↓↓↓

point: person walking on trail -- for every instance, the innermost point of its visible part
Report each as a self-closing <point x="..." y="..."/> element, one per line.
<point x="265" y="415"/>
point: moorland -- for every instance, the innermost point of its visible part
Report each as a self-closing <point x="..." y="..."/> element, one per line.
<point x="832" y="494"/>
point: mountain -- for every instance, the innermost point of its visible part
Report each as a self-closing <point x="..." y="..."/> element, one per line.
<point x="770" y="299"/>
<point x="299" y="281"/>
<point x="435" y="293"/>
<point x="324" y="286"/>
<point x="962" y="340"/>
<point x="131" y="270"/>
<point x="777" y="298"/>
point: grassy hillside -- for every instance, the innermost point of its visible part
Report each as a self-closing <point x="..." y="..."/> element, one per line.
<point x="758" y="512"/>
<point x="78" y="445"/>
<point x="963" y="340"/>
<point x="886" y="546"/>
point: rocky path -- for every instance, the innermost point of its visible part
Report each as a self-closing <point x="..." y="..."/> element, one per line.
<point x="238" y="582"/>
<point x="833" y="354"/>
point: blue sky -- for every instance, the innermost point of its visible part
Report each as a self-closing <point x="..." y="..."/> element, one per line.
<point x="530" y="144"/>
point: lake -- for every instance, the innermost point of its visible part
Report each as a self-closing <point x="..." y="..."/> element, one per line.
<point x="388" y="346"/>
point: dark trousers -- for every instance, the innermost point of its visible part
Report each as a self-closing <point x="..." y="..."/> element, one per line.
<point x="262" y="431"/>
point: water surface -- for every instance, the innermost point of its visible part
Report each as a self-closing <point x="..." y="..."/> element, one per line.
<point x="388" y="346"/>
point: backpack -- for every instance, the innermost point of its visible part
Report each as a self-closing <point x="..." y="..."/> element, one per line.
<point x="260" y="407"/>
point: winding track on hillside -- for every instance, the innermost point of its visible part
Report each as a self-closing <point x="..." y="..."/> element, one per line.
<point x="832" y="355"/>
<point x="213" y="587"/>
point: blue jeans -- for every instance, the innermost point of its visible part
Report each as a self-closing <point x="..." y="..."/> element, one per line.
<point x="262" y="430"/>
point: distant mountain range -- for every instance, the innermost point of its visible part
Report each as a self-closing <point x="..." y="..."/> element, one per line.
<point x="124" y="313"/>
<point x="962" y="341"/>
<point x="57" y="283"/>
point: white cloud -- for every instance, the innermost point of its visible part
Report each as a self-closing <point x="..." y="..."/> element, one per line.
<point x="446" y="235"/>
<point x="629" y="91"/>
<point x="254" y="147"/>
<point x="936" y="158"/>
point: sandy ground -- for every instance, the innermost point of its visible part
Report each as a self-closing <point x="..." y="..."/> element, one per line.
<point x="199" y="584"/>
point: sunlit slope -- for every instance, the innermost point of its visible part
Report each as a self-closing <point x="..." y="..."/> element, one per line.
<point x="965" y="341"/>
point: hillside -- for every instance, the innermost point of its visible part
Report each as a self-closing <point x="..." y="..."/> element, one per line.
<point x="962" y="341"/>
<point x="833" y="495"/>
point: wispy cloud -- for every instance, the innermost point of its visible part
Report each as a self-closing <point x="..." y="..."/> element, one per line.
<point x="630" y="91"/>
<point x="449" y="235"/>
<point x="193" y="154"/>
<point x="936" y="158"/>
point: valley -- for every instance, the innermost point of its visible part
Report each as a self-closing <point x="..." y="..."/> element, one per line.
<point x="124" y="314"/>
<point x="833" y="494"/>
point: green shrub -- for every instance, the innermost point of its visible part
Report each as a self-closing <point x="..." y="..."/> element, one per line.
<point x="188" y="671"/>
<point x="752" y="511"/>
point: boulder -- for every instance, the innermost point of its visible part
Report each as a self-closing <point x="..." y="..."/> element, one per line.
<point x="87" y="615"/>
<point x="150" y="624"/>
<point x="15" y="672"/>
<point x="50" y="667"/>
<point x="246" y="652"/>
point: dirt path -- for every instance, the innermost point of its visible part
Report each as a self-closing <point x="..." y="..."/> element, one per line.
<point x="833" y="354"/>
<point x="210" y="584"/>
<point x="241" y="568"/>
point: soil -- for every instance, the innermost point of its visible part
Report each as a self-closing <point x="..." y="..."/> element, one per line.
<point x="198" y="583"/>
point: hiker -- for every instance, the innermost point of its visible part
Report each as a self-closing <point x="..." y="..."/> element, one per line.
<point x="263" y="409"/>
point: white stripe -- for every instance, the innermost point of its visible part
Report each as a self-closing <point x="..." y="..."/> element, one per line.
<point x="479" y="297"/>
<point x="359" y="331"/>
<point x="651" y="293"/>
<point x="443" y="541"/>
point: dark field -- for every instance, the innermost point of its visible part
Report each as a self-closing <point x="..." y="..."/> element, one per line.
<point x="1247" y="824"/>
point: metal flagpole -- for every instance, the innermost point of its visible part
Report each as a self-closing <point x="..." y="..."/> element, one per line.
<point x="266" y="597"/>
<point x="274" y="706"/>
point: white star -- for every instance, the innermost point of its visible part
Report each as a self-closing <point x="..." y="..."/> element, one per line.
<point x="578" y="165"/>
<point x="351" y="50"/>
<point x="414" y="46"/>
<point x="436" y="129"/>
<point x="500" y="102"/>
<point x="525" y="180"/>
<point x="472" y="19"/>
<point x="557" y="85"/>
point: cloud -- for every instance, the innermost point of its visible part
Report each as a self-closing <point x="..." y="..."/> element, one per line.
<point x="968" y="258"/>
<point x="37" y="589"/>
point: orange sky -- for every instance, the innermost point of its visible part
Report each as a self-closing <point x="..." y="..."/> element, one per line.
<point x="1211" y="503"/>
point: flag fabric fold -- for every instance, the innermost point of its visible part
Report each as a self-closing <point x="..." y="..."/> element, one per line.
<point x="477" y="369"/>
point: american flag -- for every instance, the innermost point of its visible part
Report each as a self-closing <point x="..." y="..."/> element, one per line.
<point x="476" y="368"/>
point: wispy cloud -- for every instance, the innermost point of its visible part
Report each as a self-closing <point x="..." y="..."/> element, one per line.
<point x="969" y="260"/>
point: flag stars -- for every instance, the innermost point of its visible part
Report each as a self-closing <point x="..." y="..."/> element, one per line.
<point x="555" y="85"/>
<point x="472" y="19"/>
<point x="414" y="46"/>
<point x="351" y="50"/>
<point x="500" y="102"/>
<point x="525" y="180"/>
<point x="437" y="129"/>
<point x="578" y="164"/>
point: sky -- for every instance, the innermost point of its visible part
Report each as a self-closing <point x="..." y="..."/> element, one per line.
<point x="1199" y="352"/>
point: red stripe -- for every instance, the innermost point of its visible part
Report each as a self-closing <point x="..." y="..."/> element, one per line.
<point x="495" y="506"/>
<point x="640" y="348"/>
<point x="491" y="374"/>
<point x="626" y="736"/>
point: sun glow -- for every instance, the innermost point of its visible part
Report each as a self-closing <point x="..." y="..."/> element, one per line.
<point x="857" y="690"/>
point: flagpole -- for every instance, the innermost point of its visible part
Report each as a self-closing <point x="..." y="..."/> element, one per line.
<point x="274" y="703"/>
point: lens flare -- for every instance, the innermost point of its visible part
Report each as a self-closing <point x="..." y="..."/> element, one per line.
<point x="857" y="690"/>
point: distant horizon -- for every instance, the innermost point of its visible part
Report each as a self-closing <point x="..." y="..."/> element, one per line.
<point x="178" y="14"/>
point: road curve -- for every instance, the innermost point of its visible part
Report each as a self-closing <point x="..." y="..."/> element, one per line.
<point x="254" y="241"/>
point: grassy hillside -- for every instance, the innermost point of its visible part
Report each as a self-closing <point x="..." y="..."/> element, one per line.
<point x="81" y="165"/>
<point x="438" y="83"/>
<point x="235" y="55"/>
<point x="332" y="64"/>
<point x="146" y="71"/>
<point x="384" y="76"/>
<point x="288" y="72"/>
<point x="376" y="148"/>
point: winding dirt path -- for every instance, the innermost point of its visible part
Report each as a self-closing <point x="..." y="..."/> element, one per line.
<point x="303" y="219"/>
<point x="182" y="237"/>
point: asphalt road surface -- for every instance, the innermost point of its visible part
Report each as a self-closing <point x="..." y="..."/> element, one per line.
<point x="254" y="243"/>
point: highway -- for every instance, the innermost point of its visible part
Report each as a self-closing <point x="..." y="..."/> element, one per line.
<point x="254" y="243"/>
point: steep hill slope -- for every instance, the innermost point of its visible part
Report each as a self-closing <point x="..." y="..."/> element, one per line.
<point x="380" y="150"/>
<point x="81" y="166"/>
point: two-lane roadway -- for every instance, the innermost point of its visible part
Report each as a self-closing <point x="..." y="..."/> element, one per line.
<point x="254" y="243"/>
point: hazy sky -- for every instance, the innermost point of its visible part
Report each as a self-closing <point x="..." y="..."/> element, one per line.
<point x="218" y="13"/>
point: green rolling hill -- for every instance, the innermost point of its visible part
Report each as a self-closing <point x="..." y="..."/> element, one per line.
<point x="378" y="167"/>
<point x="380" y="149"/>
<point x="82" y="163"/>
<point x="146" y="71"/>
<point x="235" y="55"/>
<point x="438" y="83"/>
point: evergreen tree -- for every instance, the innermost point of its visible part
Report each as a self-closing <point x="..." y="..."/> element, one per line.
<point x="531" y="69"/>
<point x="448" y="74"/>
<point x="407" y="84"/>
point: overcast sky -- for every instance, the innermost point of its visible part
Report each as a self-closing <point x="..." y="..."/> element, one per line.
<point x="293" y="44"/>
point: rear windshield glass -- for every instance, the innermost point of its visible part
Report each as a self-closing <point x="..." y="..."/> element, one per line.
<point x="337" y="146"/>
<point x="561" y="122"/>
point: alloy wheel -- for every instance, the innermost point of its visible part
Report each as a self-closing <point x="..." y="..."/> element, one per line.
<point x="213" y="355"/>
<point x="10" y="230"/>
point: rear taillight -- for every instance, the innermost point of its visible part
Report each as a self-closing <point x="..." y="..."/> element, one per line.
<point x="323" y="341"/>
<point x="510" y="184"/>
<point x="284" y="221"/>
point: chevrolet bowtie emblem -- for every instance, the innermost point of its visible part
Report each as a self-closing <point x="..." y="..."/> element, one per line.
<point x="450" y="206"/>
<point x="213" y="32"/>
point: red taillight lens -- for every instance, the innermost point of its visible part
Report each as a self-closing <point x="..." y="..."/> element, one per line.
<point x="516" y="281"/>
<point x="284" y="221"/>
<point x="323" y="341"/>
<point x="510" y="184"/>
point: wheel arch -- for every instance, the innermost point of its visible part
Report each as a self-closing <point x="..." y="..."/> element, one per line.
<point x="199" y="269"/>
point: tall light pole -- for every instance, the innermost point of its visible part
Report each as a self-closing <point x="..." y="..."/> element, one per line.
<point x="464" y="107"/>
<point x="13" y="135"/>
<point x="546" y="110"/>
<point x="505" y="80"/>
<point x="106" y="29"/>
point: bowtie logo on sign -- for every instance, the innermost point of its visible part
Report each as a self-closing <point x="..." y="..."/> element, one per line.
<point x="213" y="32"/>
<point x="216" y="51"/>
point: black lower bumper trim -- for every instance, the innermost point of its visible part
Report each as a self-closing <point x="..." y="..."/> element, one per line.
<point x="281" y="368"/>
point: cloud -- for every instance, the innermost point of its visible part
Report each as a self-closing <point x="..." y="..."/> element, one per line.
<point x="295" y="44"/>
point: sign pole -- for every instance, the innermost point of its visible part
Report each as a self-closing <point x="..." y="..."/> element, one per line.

↑↑↑

[Requirements]
Set down, word for word, every line from the line that holds "point: bowtie logo" to the end of the entries above, including both ends.

[Answer to the problem]
point: bowtie logo on sign -- for every instance, the innermost point of its visible part
Report each as a self-closing <point x="..." y="..."/> element, one per line.
<point x="213" y="32"/>
<point x="216" y="51"/>
point: black lower bumper trim -- for every instance, the innermost point of its visible part
Report each as a self-closing <point x="..." y="..."/> element, one per line.
<point x="281" y="368"/>
point: cloud -- for every instance, the innermost point of its visible part
Report each as a self-closing <point x="..." y="..."/> element, one per line.
<point x="295" y="44"/>
point: sign pole -- for every instance, the innermost point of its visible part
Report each as a self-closing <point x="..." y="..."/> element, one per line.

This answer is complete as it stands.